> **PASSAGE**
*** Begin section ***

Life Science Paradigm Challenge

Devastating diseases like ALS might actually be caused by the immune system "misreading" your own DNA and attacking your brain.

April 16, 2026

Original Paper

TDP-43 pathology induces CD8+ T cell activation through cryptic epitope recognition

Chizari, S.; Zanovello, M.; Kong, S.; Saigal, V.; Brown, A.-L.; Turchetti, V.; Chen, B.; Devine, C.; Zampedri, L.; Skorupinska, I.; Minicuci, G.; Paron, F.; Tonin, P.; Marchetto, G.; Li, Z.; Colon-Mercado, J.; Barattucci, S.; Soltic, D.; Dattilo, D.; Gatt, A.; Hembrador, J.; Capasso, G.; Frezzato, F.; Trentin, L.; Lin, E.; Lopes, R.; Routledge, N.; Qi, Y.; Hanna, M.; Ward, M.; Petrucelli, L.; Romano, M.; Vattemi, G.; Buratti, E.; Malaspina, A.; Merve, A.; Machado, P.; Soraru, G.; Fratta, P.; Jiang, N.

bioRxiv · 2025.06.22.660773

AI-generated illustration

The Takeaway

For years, we thought ALS was mainly about "clumps" of protein (TDP-43) gumming up the works in the brain. This paper reveals a much scarier truth: when that protein fails, your cells start making "cryptic" proteins that shouldn't exist. Your T-cells see these weird proteins, flag them as foreign invaders, and begin a full-scale autoimmune assault on your nerves. This shifts our entire understanding of ALS from a "clogged pipe" problem to a "friendly fire" problem. It opens up the possibility of using immune-suppressing drugs—the kind used for lupus or arthritis—to treat what we thought were incurable brain diseases.

*** End section ***

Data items
*** Begin section ***

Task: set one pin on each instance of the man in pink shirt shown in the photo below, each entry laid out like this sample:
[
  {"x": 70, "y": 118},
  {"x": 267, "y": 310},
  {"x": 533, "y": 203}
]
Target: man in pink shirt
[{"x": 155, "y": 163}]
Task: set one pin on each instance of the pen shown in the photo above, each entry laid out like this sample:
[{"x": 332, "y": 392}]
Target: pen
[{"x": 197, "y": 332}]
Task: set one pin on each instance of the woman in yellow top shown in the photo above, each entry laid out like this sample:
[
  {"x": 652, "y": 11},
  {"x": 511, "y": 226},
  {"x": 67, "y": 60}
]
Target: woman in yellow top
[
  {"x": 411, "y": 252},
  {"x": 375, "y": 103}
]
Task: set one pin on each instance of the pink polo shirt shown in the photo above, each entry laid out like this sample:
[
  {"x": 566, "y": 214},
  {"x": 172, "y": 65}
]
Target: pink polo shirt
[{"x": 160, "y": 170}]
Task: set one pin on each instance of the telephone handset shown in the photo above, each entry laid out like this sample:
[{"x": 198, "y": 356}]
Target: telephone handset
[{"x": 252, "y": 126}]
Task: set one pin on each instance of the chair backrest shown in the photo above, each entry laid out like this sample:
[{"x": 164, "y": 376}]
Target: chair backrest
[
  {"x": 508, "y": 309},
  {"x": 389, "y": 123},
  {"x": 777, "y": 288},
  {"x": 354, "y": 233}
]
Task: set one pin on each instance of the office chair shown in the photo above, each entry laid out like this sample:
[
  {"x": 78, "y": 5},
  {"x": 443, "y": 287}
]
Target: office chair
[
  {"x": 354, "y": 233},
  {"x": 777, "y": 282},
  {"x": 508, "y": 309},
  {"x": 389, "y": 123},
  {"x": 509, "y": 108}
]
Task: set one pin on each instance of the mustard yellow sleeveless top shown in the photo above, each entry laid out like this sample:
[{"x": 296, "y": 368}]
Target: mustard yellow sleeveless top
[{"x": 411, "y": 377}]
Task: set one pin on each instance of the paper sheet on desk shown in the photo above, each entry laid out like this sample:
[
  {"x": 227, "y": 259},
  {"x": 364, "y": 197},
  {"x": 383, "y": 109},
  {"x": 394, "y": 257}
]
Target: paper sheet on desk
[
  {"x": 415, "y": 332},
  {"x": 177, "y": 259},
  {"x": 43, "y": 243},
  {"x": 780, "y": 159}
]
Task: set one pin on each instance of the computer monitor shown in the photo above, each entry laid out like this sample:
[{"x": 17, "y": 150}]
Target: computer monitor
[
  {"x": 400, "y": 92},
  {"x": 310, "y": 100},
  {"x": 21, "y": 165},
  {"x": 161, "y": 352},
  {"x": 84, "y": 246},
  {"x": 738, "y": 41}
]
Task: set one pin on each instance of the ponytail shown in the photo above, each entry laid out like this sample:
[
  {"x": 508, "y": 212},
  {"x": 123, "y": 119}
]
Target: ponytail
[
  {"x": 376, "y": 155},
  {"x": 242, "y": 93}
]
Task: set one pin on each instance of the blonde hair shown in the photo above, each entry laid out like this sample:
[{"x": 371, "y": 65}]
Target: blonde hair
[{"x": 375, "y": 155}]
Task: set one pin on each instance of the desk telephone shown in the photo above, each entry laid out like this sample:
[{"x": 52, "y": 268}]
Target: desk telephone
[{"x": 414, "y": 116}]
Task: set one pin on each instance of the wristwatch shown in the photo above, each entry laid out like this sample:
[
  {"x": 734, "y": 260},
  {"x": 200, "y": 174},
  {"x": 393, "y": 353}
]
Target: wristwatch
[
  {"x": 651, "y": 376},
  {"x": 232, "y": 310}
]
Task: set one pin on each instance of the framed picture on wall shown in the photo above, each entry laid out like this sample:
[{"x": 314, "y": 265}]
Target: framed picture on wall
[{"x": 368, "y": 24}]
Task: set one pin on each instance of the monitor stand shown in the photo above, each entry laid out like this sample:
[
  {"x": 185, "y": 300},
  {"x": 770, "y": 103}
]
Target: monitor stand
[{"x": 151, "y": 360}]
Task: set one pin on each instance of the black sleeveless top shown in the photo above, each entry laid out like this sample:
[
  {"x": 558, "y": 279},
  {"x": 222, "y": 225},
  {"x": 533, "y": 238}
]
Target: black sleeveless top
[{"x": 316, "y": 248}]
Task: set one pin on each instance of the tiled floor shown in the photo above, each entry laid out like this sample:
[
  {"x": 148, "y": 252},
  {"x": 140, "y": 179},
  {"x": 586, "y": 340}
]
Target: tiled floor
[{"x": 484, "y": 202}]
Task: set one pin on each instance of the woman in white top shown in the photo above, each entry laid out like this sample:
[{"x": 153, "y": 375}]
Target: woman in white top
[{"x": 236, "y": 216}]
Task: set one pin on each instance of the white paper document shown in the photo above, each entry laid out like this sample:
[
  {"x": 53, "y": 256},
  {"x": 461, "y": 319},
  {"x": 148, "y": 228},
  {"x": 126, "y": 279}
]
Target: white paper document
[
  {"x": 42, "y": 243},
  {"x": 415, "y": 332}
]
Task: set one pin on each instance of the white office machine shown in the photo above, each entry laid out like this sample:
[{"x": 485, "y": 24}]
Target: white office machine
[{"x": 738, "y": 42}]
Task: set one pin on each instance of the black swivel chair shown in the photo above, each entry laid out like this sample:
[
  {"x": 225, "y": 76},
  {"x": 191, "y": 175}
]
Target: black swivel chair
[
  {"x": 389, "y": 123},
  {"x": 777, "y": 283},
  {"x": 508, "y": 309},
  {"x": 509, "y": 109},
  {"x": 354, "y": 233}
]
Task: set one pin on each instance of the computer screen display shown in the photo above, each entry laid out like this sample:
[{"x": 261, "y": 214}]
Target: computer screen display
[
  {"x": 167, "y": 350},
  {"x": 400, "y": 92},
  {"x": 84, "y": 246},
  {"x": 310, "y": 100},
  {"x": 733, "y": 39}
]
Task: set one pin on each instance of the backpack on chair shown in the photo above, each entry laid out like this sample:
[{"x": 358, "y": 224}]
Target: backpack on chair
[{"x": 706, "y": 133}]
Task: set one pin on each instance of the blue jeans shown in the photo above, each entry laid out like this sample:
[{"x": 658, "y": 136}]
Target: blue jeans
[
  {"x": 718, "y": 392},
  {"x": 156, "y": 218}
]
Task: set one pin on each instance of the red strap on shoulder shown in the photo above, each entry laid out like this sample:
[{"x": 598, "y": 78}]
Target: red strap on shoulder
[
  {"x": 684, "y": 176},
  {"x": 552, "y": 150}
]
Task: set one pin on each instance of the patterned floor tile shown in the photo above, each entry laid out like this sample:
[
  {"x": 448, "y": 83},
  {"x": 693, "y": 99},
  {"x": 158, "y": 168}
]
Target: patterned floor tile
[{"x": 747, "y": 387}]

*** End section ***

> **ACTIVITY 1**
List every disease that the ALS piece names.
> **ACTIVITY 2**
Reproduce the ALS piece word for word from "Devastating diseases like" up to and including "P.; Jiang, N.".

> **EXERCISE ANSWER 1**
ALS, lupus, arthritis

> **EXERCISE ANSWER 2**
Devastating diseases like ALS might actually be caused by the immune system "misreading" your own DNA and attacking your brain.

April 16, 2026

Original Paper

TDP-43 pathology induces CD8+ T cell activation through cryptic epitope recognition

Chizari, S.; Zanovello, M.; Kong, S.; Saigal, V.; Brown, A.-L.; Turchetti, V.; Chen, B.; Devine, C.; Zampedri, L.; Skorupinska, I.; Minicuci, G.; Paron, F.; Tonin, P.; Marchetto, G.; Li, Z.; Colon-Mercado, J.; Barattucci, S.; Soltic, D.; Dattilo, D.; Gatt, A.; Hembrador, J.; Capasso, G.; Frezzato, F.; Trentin, L.; Lin, E.; Lopes, R.; Routledge, N.; Qi, Y.; Hanna, M.; Ward, M.; Petrucelli, L.; Romano, M.; Vattemi, G.; Buratti, E.; Malaspina, A.; Merve, A.; Machado, P.; Soraru, G.; Fratta, P.; Jiang, N.